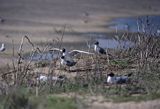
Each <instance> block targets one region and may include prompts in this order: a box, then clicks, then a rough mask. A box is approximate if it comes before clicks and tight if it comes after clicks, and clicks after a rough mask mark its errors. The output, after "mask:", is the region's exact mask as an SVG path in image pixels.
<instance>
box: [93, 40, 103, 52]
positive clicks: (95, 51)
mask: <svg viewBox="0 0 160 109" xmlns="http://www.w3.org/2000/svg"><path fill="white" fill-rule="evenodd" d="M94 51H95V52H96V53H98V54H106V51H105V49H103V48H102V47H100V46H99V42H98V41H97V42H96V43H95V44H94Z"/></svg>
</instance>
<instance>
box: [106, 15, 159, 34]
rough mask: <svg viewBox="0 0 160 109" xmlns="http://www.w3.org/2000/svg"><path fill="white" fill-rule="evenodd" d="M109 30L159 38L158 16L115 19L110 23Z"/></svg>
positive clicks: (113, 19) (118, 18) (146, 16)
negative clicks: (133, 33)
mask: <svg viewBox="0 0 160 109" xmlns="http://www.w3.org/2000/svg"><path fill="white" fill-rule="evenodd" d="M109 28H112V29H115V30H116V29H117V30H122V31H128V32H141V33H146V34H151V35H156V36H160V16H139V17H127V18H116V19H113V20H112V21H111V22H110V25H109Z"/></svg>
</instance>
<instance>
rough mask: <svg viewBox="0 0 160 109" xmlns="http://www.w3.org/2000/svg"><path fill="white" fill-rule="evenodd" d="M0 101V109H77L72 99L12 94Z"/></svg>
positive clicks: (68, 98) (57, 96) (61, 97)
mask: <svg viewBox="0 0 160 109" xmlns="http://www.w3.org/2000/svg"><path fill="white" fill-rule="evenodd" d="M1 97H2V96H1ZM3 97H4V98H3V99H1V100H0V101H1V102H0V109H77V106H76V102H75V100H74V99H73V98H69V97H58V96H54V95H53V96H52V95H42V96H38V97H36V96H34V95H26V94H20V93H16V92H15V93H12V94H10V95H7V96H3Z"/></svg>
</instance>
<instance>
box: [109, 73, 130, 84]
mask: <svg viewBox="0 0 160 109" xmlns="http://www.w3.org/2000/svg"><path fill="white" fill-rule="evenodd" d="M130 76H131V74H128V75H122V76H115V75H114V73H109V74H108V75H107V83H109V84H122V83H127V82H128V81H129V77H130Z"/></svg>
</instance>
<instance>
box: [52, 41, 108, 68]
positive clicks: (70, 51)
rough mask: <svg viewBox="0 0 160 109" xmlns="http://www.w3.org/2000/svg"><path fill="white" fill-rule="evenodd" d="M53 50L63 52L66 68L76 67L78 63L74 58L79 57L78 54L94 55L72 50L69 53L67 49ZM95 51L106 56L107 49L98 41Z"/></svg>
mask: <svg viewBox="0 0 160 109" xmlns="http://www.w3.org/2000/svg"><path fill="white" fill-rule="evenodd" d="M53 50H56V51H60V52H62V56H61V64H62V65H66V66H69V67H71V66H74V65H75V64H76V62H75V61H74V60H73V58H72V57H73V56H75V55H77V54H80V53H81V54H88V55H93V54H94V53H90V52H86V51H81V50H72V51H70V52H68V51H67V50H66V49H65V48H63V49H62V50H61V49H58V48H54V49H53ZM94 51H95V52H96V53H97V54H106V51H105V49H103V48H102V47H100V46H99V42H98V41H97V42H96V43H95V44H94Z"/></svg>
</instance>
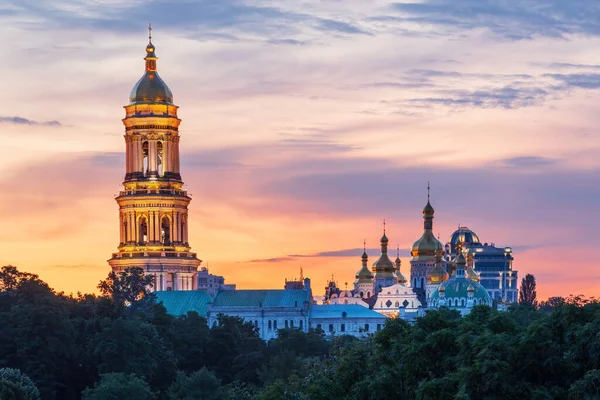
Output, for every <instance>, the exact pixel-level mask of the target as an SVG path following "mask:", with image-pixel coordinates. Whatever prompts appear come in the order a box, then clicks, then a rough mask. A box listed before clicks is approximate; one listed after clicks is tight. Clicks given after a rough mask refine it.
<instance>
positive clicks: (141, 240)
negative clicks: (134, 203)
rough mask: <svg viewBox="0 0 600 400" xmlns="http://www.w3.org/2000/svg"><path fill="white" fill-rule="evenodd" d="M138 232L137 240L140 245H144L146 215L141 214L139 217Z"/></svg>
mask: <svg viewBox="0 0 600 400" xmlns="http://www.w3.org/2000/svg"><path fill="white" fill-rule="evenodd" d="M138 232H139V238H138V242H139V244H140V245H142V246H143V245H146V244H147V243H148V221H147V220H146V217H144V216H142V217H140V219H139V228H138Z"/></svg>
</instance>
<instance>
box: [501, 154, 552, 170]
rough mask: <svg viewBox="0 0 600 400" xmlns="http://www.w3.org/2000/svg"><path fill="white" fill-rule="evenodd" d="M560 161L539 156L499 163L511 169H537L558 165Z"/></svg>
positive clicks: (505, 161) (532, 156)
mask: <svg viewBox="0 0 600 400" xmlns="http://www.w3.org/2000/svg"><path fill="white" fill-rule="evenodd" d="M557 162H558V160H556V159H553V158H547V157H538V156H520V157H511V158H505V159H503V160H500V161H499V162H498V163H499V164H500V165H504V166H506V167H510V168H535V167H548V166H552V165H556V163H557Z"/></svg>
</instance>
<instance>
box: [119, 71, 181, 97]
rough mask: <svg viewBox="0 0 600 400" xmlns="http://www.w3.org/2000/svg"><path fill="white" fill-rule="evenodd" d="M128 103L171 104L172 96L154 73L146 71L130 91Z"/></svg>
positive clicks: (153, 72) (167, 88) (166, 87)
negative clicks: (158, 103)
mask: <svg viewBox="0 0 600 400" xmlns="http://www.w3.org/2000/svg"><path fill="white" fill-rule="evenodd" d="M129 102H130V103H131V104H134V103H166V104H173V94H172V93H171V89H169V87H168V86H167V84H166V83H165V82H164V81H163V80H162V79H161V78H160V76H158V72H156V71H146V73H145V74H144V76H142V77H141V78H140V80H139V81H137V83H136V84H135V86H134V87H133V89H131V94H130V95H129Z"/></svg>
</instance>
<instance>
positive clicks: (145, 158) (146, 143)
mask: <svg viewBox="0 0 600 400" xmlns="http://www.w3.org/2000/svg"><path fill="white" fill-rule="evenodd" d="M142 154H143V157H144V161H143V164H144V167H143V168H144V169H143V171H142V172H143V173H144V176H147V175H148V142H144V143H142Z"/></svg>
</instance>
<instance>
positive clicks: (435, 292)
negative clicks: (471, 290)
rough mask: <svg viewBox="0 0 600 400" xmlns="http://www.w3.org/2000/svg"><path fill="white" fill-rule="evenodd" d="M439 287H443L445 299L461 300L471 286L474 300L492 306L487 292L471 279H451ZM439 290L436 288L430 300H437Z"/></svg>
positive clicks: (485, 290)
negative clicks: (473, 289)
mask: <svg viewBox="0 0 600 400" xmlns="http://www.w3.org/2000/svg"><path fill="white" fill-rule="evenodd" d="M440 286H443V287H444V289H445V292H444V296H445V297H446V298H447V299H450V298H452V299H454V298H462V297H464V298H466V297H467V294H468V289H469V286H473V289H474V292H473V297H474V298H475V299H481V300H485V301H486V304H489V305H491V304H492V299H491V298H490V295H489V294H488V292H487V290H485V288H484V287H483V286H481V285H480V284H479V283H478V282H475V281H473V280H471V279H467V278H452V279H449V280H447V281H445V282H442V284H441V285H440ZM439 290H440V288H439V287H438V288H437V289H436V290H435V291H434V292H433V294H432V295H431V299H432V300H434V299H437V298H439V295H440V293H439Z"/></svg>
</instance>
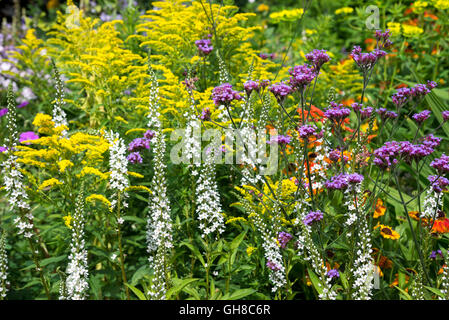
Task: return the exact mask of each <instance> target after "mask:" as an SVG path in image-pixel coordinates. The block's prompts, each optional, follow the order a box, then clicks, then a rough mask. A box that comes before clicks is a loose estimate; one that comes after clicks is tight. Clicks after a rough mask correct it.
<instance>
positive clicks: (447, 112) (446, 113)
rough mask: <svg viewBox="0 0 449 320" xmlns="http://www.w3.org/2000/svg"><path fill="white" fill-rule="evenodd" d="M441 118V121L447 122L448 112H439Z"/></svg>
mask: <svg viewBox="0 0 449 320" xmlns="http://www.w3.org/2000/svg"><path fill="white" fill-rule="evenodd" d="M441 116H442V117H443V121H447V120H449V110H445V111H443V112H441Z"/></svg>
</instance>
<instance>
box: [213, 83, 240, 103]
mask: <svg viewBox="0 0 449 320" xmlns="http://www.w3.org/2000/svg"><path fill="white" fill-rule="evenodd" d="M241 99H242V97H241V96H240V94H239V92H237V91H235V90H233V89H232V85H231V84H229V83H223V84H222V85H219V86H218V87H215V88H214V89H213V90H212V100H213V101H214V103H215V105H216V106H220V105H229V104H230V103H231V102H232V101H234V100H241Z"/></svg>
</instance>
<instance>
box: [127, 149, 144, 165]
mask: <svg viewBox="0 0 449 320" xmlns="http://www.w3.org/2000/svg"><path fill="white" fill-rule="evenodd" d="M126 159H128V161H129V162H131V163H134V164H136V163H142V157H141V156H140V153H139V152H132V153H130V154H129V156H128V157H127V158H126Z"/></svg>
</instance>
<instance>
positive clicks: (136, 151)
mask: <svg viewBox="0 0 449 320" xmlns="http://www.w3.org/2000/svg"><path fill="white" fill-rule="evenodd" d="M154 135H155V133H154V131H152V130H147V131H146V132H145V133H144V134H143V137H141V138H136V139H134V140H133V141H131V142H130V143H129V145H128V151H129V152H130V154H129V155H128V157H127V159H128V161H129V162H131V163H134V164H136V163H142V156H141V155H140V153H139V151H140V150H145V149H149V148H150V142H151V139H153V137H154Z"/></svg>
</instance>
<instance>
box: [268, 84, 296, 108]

> What the task requires
Show each line above that contains the word "negative", copying every such line in full.

> Reply to the exercise
negative clicks: (133, 33)
negative clicks: (134, 203)
negative clicks: (158, 103)
negative clicks: (471, 290)
negative clicks: (473, 289)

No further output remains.